What is needed: In the records that follow, swap "Identify" for "Mark" everywhere and leave everything else as it is.

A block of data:
◆ ◆ ◆ ◆
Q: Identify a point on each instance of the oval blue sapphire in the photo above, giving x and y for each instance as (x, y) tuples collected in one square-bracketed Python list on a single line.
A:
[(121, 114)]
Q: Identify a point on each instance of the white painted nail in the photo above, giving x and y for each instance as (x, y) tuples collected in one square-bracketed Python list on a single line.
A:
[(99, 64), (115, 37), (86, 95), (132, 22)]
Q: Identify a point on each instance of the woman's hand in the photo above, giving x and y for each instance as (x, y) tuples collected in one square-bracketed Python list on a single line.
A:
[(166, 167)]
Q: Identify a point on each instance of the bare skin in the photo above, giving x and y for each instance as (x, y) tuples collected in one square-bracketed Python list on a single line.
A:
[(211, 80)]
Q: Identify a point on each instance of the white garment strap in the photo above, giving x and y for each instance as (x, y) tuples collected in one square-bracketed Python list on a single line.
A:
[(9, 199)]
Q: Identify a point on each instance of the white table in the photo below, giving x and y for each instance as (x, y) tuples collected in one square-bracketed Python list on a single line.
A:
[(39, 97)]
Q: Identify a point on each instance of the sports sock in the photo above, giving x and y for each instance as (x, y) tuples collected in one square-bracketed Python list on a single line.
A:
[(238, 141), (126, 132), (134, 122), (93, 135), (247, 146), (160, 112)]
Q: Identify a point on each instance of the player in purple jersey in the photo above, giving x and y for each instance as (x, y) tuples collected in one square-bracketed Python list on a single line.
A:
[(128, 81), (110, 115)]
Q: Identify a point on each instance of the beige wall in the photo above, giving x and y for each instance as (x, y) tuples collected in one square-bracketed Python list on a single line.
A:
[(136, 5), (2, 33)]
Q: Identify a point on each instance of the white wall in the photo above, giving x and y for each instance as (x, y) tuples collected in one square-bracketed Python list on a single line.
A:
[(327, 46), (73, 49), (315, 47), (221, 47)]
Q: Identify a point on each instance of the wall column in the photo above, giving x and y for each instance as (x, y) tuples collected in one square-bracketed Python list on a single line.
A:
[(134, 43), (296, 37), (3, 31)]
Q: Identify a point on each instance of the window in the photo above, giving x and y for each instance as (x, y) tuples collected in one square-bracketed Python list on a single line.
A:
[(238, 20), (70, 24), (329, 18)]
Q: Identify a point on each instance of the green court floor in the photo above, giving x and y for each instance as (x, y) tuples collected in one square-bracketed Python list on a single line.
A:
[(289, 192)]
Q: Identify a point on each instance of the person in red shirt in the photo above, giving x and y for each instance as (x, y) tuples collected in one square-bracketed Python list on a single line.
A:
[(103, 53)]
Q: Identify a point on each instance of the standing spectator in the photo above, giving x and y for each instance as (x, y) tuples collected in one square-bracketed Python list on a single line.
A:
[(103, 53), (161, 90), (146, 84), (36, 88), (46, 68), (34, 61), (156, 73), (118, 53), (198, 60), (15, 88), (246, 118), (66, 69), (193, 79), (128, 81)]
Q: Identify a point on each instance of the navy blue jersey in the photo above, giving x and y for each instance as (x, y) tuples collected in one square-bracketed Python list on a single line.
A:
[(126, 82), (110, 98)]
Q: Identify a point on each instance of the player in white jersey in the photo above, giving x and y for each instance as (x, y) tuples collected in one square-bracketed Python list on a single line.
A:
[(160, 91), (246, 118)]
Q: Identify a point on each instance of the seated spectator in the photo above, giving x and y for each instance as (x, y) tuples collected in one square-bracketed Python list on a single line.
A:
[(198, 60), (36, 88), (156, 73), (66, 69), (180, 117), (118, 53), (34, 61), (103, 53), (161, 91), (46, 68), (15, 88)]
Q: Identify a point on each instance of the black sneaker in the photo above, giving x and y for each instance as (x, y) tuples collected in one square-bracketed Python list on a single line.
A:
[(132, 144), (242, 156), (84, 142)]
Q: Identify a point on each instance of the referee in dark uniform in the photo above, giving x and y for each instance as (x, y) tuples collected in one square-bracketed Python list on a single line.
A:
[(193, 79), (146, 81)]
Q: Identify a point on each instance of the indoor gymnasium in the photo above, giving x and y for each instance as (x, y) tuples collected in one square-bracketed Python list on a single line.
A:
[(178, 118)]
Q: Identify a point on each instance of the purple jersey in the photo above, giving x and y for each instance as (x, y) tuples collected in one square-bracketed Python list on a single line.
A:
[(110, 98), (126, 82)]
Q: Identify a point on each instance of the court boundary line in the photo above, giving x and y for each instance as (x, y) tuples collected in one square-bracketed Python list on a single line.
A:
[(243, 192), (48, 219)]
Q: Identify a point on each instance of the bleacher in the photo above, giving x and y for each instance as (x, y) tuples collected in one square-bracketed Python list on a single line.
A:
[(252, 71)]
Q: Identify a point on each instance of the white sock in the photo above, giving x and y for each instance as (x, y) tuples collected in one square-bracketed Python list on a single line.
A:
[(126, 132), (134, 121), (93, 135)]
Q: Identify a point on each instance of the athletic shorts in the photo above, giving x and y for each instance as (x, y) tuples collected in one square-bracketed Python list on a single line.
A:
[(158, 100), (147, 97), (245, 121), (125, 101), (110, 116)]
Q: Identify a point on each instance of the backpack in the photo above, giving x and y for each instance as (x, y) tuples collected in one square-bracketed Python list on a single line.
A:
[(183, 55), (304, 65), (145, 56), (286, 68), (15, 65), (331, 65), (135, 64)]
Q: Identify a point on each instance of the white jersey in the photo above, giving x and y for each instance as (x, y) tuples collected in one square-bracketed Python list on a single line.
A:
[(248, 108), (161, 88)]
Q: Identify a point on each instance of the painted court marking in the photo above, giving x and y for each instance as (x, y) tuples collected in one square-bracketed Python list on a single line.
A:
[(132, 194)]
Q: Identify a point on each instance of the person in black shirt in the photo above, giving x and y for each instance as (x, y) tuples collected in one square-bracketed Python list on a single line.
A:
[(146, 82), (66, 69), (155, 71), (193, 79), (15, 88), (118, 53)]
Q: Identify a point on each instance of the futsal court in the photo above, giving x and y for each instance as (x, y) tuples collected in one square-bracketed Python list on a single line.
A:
◆ ◆ ◆ ◆
Result below:
Q: Mark a point on each instance of the oval blue sapphire in the photo above, giving x and y for each instance as (x, y) tuples collected in one square-bracketed Python list on a single line.
A:
[(121, 114)]
Q: Mark a point on each instance of the white painted nail in the photo above, giving x and y for each instance as (x, y) tuples collected in one square-bracketed Python list on a single line.
A:
[(99, 64), (115, 37), (86, 95), (132, 22)]
Q: Mark a point on each instance of the woman's hand in the photo above, giving x and y for each instance as (x, y) tuples collected in one square-bracketed Python list on a single line.
A:
[(166, 167)]
Q: Mark a point on each instance of the bare skin in the photo above, giving x and y for each instance as (x, y) tuples collected in one square-bracketed Python list on a single line.
A:
[(211, 80)]
Q: Mark a point on each instance of the white garment strap in the photo above, giving x and y for each instance as (x, y) tuples collected in one square-bracketed Python list on a single line.
A:
[(9, 199)]
Q: Mark a point on each instance of the white table in the photo below, giving x and y for each instance as (x, y) tuples collected in one square-bracketed Python list on a single line.
A:
[(39, 97)]
Q: Mark a point on each instance of the sports sock in the photo above, giving x and y for each instance as (x, y) tuples collected in one square-bracketed Python list on a single line.
A:
[(238, 141), (126, 132), (134, 122), (93, 135), (247, 146), (160, 112)]
Q: Mark a point on each instance of the player in purple jersey in the photo above, giving x and y for each instance as (x, y) tuples collected in one square-bracketed Python list on a single line.
A:
[(128, 81), (110, 115)]
Q: Mark a point on each instance of the beige wall in the photo above, giving x and y for each instance as (x, y) tuples collected in one square-bracketed Python list on a single line.
A:
[(136, 5), (2, 33)]
Q: Mark a point on each instance of the white wall in the photo above, giving x and y for each instance as (x, y) tuples collected in one square-bracketed Python list on a single line.
A:
[(327, 46), (73, 49), (315, 47), (221, 47)]
Q: Mark a point on each instance of the wall column in the photo above, giving x and y for each instance as (x, y) tuples collected in one square-bracketed Python list on a single line.
A:
[(134, 43), (296, 37), (3, 31)]
Q: Mark a point on each instance of the window in the photo above, giving x and y for each instance as (x, y) tuples collected in one square-bracketed Python list on a single line.
A:
[(238, 20), (70, 24), (329, 18)]
Q: Mark a point on each instance of the green court floor in the photo above, giving x and y for each instance as (x, y) tuples collected in one square-bracketed Python list on a single line.
A:
[(289, 192)]
Q: Mark a point on each instance of the person in red shirt in the photo above, giving x and y for each instance as (x, y) tuples collected in one square-bracketed Python list on a single line.
A:
[(103, 53)]
Q: Mark a point on each instance of the standing spectator in the photo above, giving x and y for each instance as (x, y) tuples collected in one square-bracketed Python list on a single line.
A:
[(103, 53), (161, 90), (146, 84), (36, 88), (46, 68), (34, 61), (156, 73), (118, 53), (198, 60), (15, 88), (246, 118), (66, 69), (193, 79), (128, 81)]
Q: Mark a point on each instance of the navy blue jersey in the photo above, giving x and y for each instance as (x, y) tuples collected in one square-bracketed Python list on a single line.
A:
[(126, 82), (110, 98)]
Q: Mark a point on each instance of the player in white jersey in the photo above, giving x and y for each instance as (x, y) tuples collected in one square-bracketed Python list on a single line.
A:
[(160, 91), (246, 118)]
Q: Mark a point on each instance of the seated spectator in the photo above, giving x and y for each instance as (x, y) tuples collected in one square-bracketed Python list on a single line.
A:
[(198, 60), (36, 88), (156, 73), (66, 69), (180, 117), (118, 53), (34, 61), (103, 53), (161, 91), (46, 68), (15, 88)]
Q: Mark a point on each instance of the black sneaker in the photo above, giving x and y for each instance as (x, y) tuples collected in one square-bracketed Python list on a single line.
A:
[(132, 144), (242, 156), (84, 142)]
Q: Mark a point on each instance of the referee in dark uniform in the photo above, giving x and y for each instance as (x, y) tuples collected in one square-bracketed Python list on a single line.
A:
[(193, 79), (146, 81)]
Q: Mark a point on each instance of the indoor gymnasium in the photo above, giving x and y for each instance as (x, y) tuples collected in one square-bracketed Python list on a single line.
A:
[(178, 118)]
Q: Mark a point on each instance of the purple jersey in the photo above, giving x and y for each instance as (x, y) tuples collected in one square-bracketed Python list on a single line.
A:
[(110, 98), (126, 82)]
Q: Mark a point on each instance of the court boundary line in the photo above, giving x and y for each instance as (x, y) tuples collected in one square-bracketed Python list on a single line.
A:
[(243, 192), (48, 219)]
Q: Mark a point on each instance of the bleacher in the photo above, giving x and y for each instance as (x, y) tuples collected in one square-bracketed Python list on a single line.
A:
[(252, 71)]
Q: Mark a point on each instance of the white sock in the photo above, giving x and y for each instance as (x, y) tuples collected in one square-bracketed Python list on a single line.
A:
[(126, 132), (134, 121), (93, 135)]
Q: Mark a point on each instance of the athletic shorts in the photo above, giving x and y for each instance as (x, y) tuples collected in one square-bracketed Python list on a single line.
A:
[(158, 100), (147, 97), (245, 121), (125, 101), (110, 116)]
Q: Mark a point on each instance of the backpack in the photo above, giving x and y for each instance as (x, y) tuples collected in one square-bracketed Python list on a single line.
A:
[(183, 55), (304, 65), (145, 56), (286, 68), (15, 65), (331, 65), (135, 64)]
Q: Mark a point on each instance of the white jersey in the photo above, giving x and y for each instance as (x, y) tuples collected in one square-bracketed Python list on a single line.
A:
[(248, 108), (161, 88)]
Q: Mark a point on each instance of the painted court marking in the photo above, giving x and y for each instance as (x, y) tuples collected in one square-bracketed Python list on a single line.
A:
[(132, 194)]
Q: Mark a point on each instance of the person in black shirt in the photo above, giving x and y for each instance as (x, y) tuples collected in one square-bracketed Python list on a single line.
A:
[(146, 82), (66, 69), (155, 71), (193, 79), (15, 88), (118, 53)]
Q: Mark a point on each instance of the futsal court in the photo above, giving x and y for each instance as (x, y) tuples collected in one square-bracketed Python list on a single line.
A:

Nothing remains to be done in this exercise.